**Brief**
Look through the material below and copy exactly the lines from the line with "If you could mark the flower petal" to the line with "If you could mark the shadow", those two lines included.
BEGIN Records supplied
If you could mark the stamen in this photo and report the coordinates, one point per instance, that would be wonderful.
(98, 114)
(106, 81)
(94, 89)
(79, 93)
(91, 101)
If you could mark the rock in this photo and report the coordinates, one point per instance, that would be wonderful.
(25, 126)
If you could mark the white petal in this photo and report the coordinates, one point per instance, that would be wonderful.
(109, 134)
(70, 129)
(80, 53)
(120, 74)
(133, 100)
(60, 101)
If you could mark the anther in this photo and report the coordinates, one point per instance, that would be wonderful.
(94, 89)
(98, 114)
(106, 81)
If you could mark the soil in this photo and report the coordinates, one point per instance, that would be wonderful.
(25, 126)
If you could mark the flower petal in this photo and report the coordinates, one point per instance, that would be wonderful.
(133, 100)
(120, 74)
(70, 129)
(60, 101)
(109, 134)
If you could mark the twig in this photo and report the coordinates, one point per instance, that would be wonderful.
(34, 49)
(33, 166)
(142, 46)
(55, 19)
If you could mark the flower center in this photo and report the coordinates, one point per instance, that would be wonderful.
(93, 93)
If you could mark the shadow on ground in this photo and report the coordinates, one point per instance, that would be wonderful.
END Records supplied
BEGIN Records supplied
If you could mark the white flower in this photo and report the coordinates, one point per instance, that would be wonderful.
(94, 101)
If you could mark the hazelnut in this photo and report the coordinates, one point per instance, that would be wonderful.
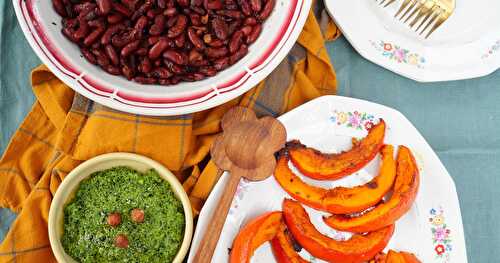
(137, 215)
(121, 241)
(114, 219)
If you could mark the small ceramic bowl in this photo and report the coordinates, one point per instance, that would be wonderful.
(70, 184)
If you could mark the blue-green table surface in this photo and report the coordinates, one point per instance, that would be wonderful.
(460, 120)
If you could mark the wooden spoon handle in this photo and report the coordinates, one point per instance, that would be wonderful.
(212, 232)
END Records supplied
BEGIN Records supplied
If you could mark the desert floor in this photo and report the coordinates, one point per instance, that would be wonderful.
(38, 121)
END Records supplied
**Solution to this task**
If you could mark the flower petal in this photo and report the coordinates, one point per instance, that would be wonderful.
(133, 100)
(120, 74)
(70, 129)
(60, 101)
(109, 134)
If you could mark the twig in this photo and report the coordinates, one point per instance, that would be wonderful.
(34, 49)
(33, 166)
(142, 46)
(55, 19)
If you could mark the flower center in this photo and report the coordinates, one point per instance, that would be wonderful.
(93, 93)
If you could mark the shadow on ground in this photo and report the coordinates, one point per instance, that would be wonderful.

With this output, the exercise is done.